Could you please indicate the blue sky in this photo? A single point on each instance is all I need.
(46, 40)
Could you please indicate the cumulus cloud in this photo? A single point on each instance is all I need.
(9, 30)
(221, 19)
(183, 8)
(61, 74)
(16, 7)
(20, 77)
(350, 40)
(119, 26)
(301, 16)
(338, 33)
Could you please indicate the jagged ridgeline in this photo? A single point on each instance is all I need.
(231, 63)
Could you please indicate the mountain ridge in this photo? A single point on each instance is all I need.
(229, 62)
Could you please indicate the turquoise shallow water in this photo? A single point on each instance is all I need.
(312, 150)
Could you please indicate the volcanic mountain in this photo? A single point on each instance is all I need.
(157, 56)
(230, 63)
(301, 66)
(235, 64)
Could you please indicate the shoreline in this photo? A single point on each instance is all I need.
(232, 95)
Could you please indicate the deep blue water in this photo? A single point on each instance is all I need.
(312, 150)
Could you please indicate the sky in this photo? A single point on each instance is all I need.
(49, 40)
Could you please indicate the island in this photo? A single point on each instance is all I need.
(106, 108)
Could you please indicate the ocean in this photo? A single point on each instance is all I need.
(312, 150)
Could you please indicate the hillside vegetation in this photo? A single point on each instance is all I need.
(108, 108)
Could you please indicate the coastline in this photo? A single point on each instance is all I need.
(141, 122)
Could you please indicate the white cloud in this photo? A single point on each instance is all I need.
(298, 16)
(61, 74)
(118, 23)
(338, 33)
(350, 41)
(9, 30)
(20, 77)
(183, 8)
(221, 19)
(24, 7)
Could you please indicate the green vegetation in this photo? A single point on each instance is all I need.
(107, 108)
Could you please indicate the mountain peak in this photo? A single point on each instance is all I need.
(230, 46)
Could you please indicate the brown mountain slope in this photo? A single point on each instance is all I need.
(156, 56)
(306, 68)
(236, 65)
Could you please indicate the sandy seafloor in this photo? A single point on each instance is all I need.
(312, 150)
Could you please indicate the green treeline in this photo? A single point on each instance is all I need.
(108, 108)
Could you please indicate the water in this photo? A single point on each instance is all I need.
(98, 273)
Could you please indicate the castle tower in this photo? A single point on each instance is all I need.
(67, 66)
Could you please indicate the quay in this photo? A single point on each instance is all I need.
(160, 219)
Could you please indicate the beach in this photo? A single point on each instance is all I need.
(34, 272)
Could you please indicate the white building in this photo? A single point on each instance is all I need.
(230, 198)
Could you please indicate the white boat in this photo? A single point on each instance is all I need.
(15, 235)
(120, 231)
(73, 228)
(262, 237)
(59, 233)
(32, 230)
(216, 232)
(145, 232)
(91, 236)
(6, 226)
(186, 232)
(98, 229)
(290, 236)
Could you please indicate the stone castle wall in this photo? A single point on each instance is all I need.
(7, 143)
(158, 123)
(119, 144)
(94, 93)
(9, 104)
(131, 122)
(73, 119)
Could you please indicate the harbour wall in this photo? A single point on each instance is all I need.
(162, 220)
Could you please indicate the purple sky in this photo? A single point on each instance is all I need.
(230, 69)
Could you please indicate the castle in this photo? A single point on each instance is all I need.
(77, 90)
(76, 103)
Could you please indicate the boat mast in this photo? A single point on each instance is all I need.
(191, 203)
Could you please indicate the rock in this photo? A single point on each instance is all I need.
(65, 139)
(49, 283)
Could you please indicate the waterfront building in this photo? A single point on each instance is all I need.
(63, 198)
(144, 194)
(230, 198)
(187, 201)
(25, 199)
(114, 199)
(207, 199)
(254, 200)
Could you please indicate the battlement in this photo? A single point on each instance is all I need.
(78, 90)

==========

## TASK
Rescale the stretch from the line containing "Could you please indicate the stone" through the end of the records, and give only those lines. Write each line again with its wording unchanged, multiplying every answer coordinate by 1.75 and rounding to whole numbers, with halves rounded up.

## ANSWER TO THIS PROBLEM
Could you please indicate the stone castle wall in this photo? A single point on each instance is all I need.
(12, 250)
(277, 215)
(208, 252)
(165, 163)
(16, 182)
(229, 214)
(128, 208)
Could you please indicate the harbour wall in this photo? A single point on each instance is all I need.
(284, 385)
Could you please indicate the purple sky in this photo? A single point on each instance is all I need.
(403, 121)
Could you please indicate the castle in this photo? A single point on each instance is all I need.
(135, 158)
(133, 180)
Could you please indicate the boat mast in this photo? A single point on each instance is all I need.
(334, 355)
Could you please indicate the rock in this photo? A single point on each instance is all I need.
(114, 243)
(86, 495)
Could you please indicate the waterfront building in this photo? A single point on each instance is all I need.
(110, 347)
(252, 340)
(403, 347)
(327, 352)
(44, 348)
(200, 348)
(362, 348)
(445, 350)
Could you please indicate the battlement in this photo? A single point on each instance is all I need.
(137, 158)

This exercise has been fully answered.